------ DATASET ENTRIES ------
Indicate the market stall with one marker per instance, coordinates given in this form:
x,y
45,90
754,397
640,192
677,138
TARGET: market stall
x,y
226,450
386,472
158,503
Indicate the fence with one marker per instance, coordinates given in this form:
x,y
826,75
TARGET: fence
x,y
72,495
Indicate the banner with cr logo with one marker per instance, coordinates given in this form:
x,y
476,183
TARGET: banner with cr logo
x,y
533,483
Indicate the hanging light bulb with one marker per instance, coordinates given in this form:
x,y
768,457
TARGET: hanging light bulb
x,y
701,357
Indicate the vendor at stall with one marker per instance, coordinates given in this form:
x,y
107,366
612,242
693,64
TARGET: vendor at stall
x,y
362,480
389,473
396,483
------
EXERCISE INSTRUCTIONS:
From the data, collect all lines where the string "form" appears.

WRITTEN REPLY:
Indicate the market stall with one marker per instance, coordinates given in this form:
Indicate the fence with one marker per instance, coordinates given in this form:
Indicate the banner with cr logo with one marker per instance, coordinates given in this form:
Indicate the hanging light bulb with one marker per instance, coordinates given in this form:
Indicate the vendor at stall with one marker per instance, coordinates given in this form:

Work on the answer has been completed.